Only the lines from the one with "[locate] neighbouring stall" through the final line should be given again, exactly as they appear, minus the pictures.

*** Data for this task ***

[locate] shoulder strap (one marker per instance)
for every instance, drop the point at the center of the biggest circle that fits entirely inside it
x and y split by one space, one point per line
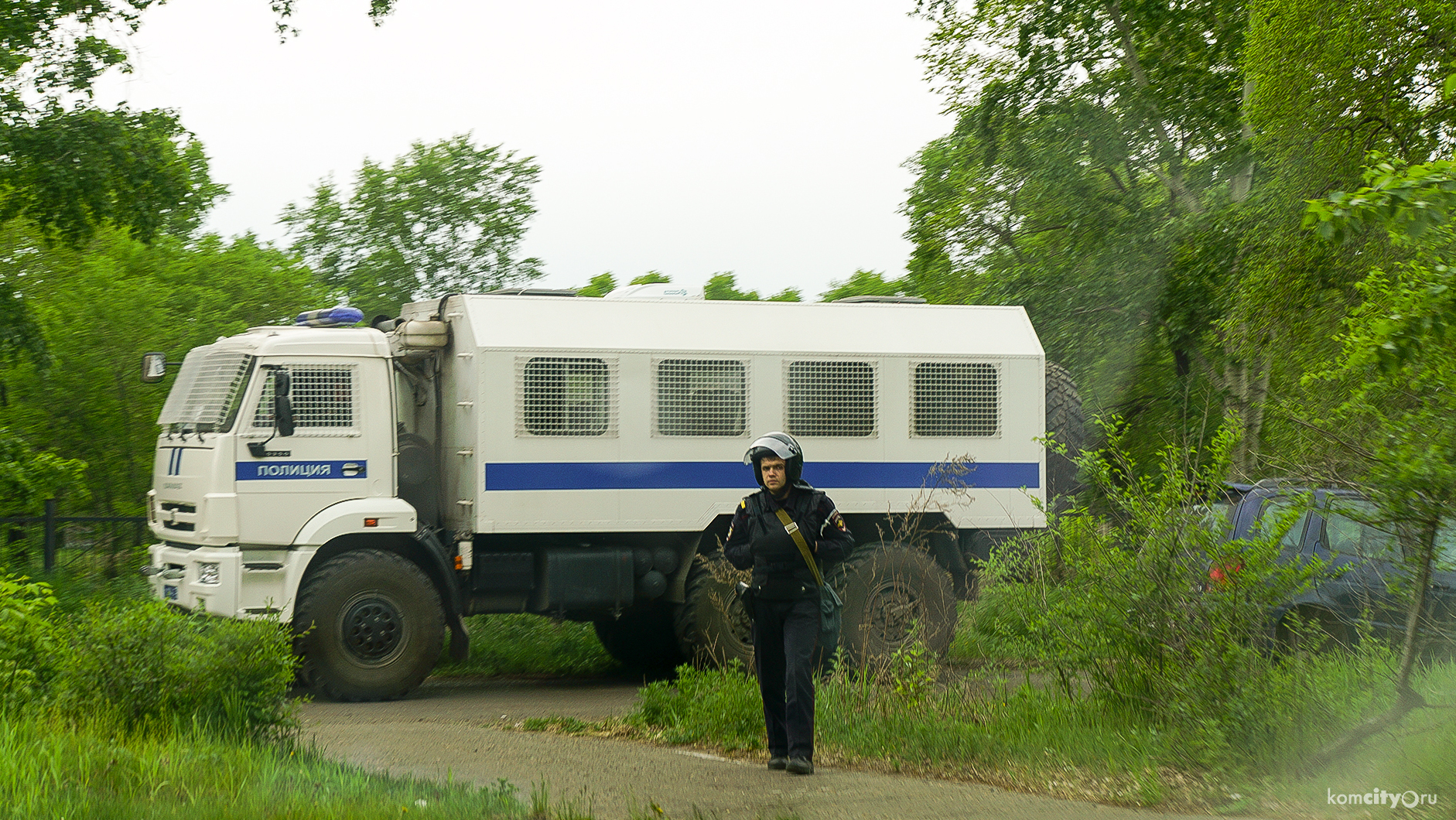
804 548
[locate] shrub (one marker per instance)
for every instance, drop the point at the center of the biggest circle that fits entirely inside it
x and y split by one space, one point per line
718 706
1117 606
25 640
138 663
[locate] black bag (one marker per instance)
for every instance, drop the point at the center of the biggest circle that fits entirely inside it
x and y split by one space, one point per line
832 609
744 595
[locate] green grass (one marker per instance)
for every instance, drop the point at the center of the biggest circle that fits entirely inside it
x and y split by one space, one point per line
53 770
529 644
1043 740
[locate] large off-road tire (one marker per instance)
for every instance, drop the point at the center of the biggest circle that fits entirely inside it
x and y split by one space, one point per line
893 595
641 640
1065 424
713 625
369 627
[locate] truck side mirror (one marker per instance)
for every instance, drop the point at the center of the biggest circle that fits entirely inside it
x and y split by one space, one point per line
153 367
283 407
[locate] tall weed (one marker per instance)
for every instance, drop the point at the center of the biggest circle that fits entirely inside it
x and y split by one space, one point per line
145 665
25 640
1119 608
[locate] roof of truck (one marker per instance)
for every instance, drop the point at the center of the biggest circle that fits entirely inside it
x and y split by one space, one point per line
548 323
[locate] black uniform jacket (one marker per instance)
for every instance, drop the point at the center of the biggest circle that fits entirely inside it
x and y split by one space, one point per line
757 539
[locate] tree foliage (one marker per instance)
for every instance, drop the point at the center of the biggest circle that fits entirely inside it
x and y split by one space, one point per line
102 306
724 285
1396 372
868 283
1133 173
599 285
29 477
446 217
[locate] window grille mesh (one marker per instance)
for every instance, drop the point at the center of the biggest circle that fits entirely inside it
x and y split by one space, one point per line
955 398
207 391
567 397
832 398
322 395
702 397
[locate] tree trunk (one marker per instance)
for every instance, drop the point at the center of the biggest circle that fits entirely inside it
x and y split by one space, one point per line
1246 384
1406 696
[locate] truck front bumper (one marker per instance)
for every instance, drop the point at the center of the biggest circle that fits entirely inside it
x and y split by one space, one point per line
229 582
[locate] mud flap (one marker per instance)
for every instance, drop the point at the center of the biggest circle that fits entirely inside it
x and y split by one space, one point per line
450 597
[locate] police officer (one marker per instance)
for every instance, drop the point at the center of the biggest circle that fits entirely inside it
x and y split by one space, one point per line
785 597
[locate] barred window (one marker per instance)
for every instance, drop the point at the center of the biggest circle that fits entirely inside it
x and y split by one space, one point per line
322 395
702 398
566 397
832 398
955 398
207 391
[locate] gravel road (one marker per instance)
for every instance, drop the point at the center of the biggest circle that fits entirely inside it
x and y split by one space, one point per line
449 730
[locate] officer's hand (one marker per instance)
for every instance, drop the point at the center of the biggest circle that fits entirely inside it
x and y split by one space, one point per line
775 546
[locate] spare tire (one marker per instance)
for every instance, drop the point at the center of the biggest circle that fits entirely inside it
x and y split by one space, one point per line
893 595
713 625
641 640
369 627
1065 425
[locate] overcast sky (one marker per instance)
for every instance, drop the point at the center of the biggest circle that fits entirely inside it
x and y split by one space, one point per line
756 137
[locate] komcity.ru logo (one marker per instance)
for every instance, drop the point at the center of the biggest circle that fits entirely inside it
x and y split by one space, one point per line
1381 797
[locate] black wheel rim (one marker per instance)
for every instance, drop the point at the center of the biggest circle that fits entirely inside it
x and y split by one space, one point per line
373 630
894 610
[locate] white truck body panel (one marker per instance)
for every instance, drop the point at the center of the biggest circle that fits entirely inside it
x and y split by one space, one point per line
632 478
261 521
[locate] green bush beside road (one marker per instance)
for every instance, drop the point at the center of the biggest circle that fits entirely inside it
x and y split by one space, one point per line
121 708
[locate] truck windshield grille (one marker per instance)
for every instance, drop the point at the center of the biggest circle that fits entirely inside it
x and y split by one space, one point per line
207 392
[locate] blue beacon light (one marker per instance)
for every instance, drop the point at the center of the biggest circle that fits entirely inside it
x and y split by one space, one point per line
340 316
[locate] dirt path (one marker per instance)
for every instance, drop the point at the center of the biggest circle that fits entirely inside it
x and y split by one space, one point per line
446 730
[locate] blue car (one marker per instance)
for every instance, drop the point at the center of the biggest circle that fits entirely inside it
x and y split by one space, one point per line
1363 564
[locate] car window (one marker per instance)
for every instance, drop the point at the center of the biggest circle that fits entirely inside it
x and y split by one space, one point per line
1446 546
1352 529
1277 510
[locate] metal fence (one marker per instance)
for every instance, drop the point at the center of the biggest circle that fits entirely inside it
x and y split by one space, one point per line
79 535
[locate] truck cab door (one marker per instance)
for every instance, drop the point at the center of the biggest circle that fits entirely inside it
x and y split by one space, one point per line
340 449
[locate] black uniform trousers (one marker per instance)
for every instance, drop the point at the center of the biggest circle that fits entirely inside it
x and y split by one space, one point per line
785 634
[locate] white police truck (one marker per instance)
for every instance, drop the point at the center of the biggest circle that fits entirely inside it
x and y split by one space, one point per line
581 460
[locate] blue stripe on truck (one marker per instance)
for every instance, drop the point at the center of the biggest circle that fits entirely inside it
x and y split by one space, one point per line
734 475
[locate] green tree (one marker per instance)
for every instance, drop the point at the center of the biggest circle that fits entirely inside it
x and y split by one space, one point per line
726 287
446 217
29 477
1396 369
866 283
1133 173
599 285
102 306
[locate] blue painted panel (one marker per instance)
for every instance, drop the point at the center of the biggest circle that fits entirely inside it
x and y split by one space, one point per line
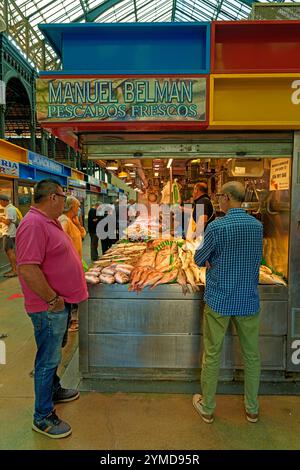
50 166
40 175
132 48
27 172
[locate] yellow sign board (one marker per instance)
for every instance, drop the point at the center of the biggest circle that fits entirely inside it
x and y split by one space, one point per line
121 99
254 101
280 174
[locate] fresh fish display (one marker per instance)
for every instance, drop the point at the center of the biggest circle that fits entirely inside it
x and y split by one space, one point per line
157 262
107 279
121 278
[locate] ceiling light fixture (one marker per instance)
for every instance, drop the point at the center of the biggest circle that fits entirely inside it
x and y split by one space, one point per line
169 162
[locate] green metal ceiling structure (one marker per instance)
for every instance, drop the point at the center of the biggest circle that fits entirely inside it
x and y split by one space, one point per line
23 16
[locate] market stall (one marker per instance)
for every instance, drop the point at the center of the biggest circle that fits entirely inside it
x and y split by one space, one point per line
215 108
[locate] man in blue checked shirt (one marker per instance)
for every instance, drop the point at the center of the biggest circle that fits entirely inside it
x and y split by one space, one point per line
232 252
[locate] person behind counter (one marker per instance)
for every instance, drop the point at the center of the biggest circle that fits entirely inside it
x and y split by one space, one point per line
232 252
71 226
93 220
200 196
201 204
51 276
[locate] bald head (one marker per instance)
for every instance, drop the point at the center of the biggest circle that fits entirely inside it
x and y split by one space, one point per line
235 190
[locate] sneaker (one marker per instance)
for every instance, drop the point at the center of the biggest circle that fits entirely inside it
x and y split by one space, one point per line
52 426
64 395
198 405
251 417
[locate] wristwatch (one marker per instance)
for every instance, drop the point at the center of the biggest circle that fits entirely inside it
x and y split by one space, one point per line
53 301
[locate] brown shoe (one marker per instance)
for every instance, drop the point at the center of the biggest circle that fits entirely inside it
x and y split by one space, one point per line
251 417
197 402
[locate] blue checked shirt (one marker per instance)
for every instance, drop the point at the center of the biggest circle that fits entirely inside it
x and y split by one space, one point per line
233 247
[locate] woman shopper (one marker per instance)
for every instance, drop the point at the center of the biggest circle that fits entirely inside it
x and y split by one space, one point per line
71 225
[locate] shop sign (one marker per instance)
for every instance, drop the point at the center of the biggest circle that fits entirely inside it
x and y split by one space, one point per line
9 168
280 174
79 193
77 183
45 163
95 189
255 101
94 181
122 99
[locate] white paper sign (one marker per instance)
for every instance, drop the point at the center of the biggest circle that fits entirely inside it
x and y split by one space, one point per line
280 174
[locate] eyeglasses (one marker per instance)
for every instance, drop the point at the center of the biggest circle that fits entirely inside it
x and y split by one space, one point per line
61 195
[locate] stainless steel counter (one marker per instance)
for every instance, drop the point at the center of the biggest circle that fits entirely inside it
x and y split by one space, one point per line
158 333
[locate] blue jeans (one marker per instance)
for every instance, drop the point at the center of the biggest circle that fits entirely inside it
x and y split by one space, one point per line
49 330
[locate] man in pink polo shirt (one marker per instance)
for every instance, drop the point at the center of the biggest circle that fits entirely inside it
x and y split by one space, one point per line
52 278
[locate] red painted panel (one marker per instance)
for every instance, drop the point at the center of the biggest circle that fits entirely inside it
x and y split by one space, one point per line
255 46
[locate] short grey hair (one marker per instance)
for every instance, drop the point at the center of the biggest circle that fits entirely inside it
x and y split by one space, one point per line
70 201
45 187
235 190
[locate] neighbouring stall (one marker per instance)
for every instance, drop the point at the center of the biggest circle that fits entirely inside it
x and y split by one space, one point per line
212 108
38 167
11 158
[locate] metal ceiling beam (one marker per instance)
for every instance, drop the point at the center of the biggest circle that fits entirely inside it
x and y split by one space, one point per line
135 11
94 13
249 3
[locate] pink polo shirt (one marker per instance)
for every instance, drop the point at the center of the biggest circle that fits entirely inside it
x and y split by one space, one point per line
42 241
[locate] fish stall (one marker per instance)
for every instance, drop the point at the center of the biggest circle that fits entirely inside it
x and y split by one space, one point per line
143 319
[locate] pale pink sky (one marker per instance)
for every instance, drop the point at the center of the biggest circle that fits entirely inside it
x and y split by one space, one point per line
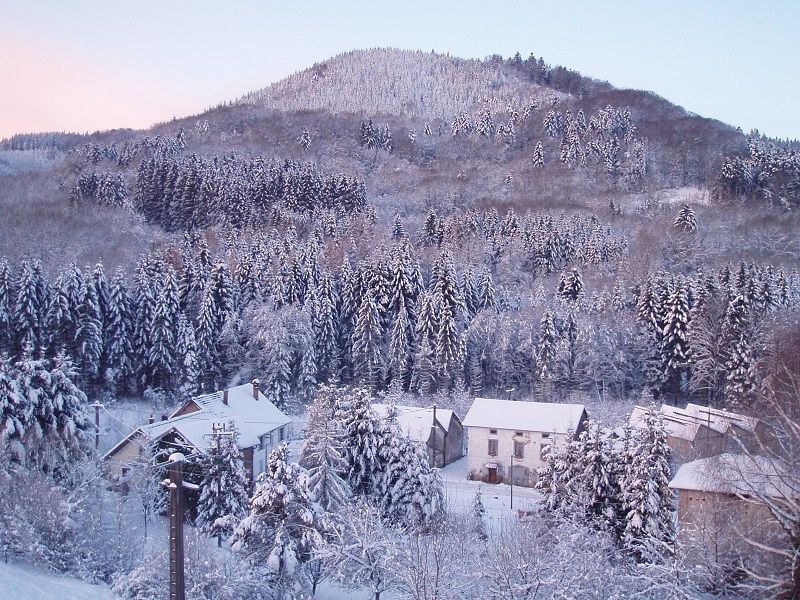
87 65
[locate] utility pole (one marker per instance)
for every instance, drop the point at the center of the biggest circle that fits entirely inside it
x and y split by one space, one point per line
97 407
177 584
511 479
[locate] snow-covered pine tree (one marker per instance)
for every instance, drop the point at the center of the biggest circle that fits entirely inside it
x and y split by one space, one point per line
675 352
368 342
740 354
648 505
686 220
224 500
28 307
71 428
60 320
538 155
89 333
324 325
161 353
186 351
322 454
6 305
305 140
598 486
547 350
449 340
360 439
479 515
427 327
282 528
400 357
570 286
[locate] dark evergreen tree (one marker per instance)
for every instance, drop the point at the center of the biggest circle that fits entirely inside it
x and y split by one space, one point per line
224 499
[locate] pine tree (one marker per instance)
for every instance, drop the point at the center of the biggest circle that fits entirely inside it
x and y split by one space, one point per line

***

• [Solved problem]
[locate] neighbouring stall (one marker per instance)
for every instance, drop the point at the center of the biggest circle that fits entirely inside it
x and y split by one space, one point per line
212 108
38 167
11 158
[locate] metal ceiling beam (one marker per instance)
for every instance, drop the point at the center of the biggest circle that fits entirely inside it
x and y split by one space, one point per line
135 11
94 13
249 3
[locate] pink polo shirt (one marker per instance)
for every instance, drop the point at the center of the biggest circle that fits entirely inside it
x and y split by one space, one point per line
42 241
[locate] fish stall (one marker per instance)
for every instance, drop the point at the center of the biggest circle that fits entirely inside it
x and y split by one space, one point per line
143 319
[locate] pale pink sky (one marker per instance)
for every instance, drop the point at the center of the biggest circle that fits entirely inside it
x and y split by one space, one point per line
87 65
[locate] utility pole (one marker per instance)
for every instance, drop the point at the center of the biggest circle that fits entirely inside it
x and y split by one space, one point per line
97 407
177 584
511 479
[locate] snow-covered pine tree (one marker per instance)
for every instance, drop the point at the center of the biggest circle that fits entirely inside it
x and y split by one space, one point per line
675 352
368 342
740 354
648 505
686 220
224 500
28 307
71 428
60 320
538 155
89 333
324 325
161 353
186 351
322 454
6 305
305 140
598 486
547 350
449 340
360 439
479 515
427 327
282 528
400 357
570 286
[locate] dark evergreen tree (one marker per instance)
for every instance, drop the point at the center of the biggest circle that fits entirely inside it
x and y split by one space, one point per line
224 499
[locate] pine tree (one marker per instance)
for every instance, drop the point at the center of the biggest circle that fits entirely inside it
x and y split by one space, one point per line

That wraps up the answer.